START Dataset entries
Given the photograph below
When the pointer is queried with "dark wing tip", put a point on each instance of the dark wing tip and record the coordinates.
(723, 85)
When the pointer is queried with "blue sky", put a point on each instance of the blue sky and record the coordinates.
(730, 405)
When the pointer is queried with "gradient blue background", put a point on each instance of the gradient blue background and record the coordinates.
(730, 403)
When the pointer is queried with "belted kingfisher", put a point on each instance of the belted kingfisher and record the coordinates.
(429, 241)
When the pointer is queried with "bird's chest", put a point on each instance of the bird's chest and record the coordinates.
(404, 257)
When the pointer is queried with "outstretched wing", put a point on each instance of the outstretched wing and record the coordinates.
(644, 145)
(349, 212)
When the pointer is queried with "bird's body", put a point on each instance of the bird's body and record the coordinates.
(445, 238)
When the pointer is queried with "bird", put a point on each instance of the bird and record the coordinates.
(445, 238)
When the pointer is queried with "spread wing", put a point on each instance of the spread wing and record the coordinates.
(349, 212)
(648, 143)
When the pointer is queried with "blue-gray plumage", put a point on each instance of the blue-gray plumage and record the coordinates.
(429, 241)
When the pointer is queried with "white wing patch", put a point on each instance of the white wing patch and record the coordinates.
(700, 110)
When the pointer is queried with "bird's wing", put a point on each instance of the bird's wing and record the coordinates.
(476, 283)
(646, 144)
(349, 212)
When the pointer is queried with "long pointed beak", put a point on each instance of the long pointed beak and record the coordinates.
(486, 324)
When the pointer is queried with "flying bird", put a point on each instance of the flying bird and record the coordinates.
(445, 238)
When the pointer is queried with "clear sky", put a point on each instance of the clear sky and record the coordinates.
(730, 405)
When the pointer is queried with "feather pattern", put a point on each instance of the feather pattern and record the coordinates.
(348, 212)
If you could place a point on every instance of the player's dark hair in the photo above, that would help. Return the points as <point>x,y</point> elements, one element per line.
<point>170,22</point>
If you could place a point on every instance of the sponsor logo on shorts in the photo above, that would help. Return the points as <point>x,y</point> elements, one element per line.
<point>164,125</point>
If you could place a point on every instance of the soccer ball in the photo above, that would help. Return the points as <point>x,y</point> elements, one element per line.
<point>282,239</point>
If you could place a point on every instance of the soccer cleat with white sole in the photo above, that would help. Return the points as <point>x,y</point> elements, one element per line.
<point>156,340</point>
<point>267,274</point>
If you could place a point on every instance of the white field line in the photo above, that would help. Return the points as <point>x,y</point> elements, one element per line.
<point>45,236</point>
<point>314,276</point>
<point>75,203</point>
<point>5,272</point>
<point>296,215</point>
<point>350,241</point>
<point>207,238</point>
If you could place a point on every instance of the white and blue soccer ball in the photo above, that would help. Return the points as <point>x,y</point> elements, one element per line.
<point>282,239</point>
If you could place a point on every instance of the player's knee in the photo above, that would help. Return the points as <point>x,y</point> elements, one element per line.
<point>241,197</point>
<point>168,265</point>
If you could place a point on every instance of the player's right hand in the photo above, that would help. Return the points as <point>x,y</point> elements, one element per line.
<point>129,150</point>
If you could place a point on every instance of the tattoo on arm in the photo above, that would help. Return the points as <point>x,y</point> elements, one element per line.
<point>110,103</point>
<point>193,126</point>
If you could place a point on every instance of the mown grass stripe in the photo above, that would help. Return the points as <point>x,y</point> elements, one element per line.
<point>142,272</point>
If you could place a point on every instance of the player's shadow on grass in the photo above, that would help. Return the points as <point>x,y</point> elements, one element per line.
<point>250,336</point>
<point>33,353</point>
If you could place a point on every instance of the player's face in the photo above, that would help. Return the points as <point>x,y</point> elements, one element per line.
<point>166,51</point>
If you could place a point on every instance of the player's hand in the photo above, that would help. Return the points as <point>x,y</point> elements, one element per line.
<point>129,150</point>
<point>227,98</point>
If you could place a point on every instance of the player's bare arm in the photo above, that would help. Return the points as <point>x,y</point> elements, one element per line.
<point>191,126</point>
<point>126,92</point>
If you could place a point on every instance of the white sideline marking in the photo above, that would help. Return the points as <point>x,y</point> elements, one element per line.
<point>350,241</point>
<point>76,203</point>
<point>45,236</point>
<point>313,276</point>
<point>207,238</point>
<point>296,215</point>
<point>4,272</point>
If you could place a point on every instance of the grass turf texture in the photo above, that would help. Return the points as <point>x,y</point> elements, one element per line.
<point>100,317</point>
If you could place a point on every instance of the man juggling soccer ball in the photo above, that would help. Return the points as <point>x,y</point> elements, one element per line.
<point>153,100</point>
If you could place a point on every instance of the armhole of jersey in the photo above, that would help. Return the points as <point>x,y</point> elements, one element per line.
END Dataset entries
**Instructions to follow:** The records shown above are to be retyped exactly, with none omitted.

**Written answer:**
Given the photograph below
When the pointer is queried with "dark wing tip", put a point on each instance of the dark wing tip and record the coordinates.
(723, 85)
When the pointer is queried with "blue sky", put a point on each instance of the blue sky and record the coordinates.
(730, 405)
When the pointer is queried with "gradient blue background", put a point on each instance of the gradient blue background and record the coordinates.
(730, 403)
When the pointer is queried with "belted kingfisher", put a point on each instance of the belted kingfisher and record the coordinates.
(429, 241)
When the pointer is queried with "bird's chest", put a point on each instance of the bird's chest and record the coordinates.
(404, 257)
When the pointer is queried with "outstretched wing", put a point on each instance of the outstretched wing and record the coordinates.
(644, 145)
(349, 212)
When the pointer is queried with "bird's body", put a point on each instance of the bird's body and record the coordinates.
(445, 238)
When the pointer is queried with "bird", put a point on each instance of the bird and record the coordinates.
(445, 238)
When the pointer is queried with "spread wing", put a point on each instance of the spread wing and record the coordinates.
(349, 212)
(648, 143)
When the pointer is queried with "blue-gray plumage", put a point on each instance of the blue-gray plumage and record the coordinates.
(429, 241)
When the pointer is queried with "white wing patch", put a point on each instance of the white wing patch and record the coordinates.
(700, 110)
When the pointer is queried with "bird's wing", put a point on each instance of the bird's wing and record the coordinates.
(476, 283)
(646, 144)
(349, 212)
When the pointer is queried with "long pointed beak", put a point on each instance of the long pointed beak and record the coordinates.
(486, 324)
When the pointer is queried with "flying bird", put a point on each instance of the flying bird and record the coordinates.
(445, 238)
When the pointer is queried with "clear sky", put a point on each instance of the clear sky and record the coordinates.
(730, 405)
When the pointer is queried with "feather pattern", put a point on each instance of the feather pattern and record the coordinates.
(348, 212)
If you could place a point on every instance of the player's dark hair in the photo above, that would help. Return the points as <point>x,y</point> elements, one element per line.
<point>170,22</point>
If you could place a point on every instance of the sponsor logo on shorts in the photo above, that would help. Return the points as <point>x,y</point> elements, one element per line.
<point>164,125</point>
If you could place a point on every instance of the soccer ball in the photo above, that would help. Return the points as <point>x,y</point> elements, one element per line.
<point>282,239</point>
If you could place a point on every instance of the soccer cleat with white sole in the photo above, that would help. Return the points as <point>x,y</point> elements, one element per line.
<point>156,340</point>
<point>267,274</point>
If you could place a point on every instance of the white field line in the photo above, that would help. Return the points as <point>x,y</point> elements, one element per line.
<point>45,236</point>
<point>314,276</point>
<point>75,203</point>
<point>5,272</point>
<point>296,215</point>
<point>350,241</point>
<point>207,238</point>
If you could place a point on every instance of the white and blue soccer ball in the photo above, that would help. Return the points as <point>x,y</point> elements, one element per line.
<point>282,239</point>
If you could place a point on every instance of the player's knee in the photo above, that would help. Return the points as <point>x,y</point> elements, one element per line.
<point>241,197</point>
<point>168,265</point>
If you could place a point on every instance of the player's right hand in the photo above, that would help. Return the points as <point>x,y</point> elements, one element per line.
<point>129,150</point>
If you could place a point on every instance of the tattoo on arm in the photo above, that would help. Return the points as <point>x,y</point> elements, one element per line.
<point>110,103</point>
<point>193,126</point>
If you could place a point on every instance of the mown grass stripe in the photo above, that would help. Return the points as <point>x,y</point> elements, one element per line.
<point>142,272</point>
If you could place a point on every instance of the player's shadow on grass in the photo above, that would help. Return the points as <point>x,y</point> elements, one element per line.
<point>250,336</point>
<point>33,353</point>
If you could place a point on every instance of the player's face in the photo above, that would help. Return the points as <point>x,y</point> elements, one element per line.
<point>166,51</point>
If you could place a point on every instance of the player's hand in the photo above, that would help. Return the points as <point>x,y</point> elements, one element per line.
<point>129,150</point>
<point>227,98</point>
If you could place a point on every instance of the player's bare arm in the photo above, that would help. Return the points as <point>x,y</point> elements, one element per line.
<point>191,126</point>
<point>126,92</point>
If you could place a point on every instance of the white sideline marking in the photo above, that would help. Return the points as <point>x,y</point> elements, one element per line.
<point>350,241</point>
<point>76,203</point>
<point>45,236</point>
<point>313,276</point>
<point>207,238</point>
<point>296,215</point>
<point>4,272</point>
If you could place a point on every instance of the grass turf texture in the photo above, that would help. Return the points as <point>x,y</point> elements, one element per line.
<point>100,317</point>
If you could place a point on every instance of the man juggling soccer ball in the photo above, that would help. Return the points as <point>x,y</point> elements, one element per line.
<point>153,100</point>
If you could place a point on every instance of the armhole of jersey in the photo above, that would help. Return the points as <point>x,y</point> elements, one element per line.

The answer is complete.